Task item: Lines where the string "trace" appears are to be copied from the entries below.

Data section:

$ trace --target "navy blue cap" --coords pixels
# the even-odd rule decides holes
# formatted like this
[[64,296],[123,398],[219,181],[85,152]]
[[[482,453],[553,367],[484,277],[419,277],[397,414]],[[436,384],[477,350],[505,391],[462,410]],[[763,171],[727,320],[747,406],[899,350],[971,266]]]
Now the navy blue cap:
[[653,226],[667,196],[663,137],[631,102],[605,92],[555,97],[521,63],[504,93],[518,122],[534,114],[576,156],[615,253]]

==

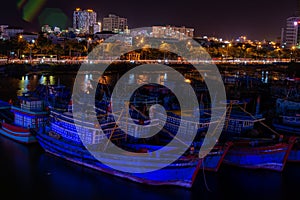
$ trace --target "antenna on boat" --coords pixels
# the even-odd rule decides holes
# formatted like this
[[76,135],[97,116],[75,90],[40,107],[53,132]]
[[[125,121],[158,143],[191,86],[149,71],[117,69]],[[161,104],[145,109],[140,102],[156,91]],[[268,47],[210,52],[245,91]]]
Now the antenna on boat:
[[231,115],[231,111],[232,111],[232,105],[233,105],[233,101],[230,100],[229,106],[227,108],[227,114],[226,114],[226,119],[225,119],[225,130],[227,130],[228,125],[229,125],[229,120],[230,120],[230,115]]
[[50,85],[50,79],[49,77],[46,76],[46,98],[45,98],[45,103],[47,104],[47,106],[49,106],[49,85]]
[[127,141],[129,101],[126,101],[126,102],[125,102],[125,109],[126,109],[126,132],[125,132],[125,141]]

---

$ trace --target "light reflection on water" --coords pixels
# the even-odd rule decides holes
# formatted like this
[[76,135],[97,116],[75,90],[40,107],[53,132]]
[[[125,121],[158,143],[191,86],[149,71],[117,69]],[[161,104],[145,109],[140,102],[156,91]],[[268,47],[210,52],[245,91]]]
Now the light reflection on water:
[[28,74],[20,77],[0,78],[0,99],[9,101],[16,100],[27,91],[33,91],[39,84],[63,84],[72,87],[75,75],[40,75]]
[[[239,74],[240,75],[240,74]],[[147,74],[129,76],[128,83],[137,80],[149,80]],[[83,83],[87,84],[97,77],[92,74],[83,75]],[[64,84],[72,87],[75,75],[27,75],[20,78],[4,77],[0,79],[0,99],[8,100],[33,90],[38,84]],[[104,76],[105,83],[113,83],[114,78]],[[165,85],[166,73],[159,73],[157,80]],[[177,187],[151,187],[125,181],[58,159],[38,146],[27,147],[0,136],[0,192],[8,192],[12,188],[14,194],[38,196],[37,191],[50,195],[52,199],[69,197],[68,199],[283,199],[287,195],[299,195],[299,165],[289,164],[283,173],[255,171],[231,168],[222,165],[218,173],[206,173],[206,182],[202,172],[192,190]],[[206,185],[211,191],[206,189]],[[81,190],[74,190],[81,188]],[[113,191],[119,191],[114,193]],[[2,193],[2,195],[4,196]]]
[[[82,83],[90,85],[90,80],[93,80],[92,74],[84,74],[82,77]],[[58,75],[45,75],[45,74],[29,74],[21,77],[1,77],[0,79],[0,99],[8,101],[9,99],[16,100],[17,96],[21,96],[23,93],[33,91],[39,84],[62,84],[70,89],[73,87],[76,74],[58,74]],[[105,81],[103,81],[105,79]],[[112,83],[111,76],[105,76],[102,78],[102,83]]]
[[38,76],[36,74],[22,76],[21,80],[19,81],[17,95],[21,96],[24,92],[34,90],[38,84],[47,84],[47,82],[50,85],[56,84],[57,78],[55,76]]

Reply to the task:
$ trace --target "navy blue cap" --coords pixels
$ trace --target "antenna on boat" --coords pixels
$ trace --target "light reflection on water" --coords pixels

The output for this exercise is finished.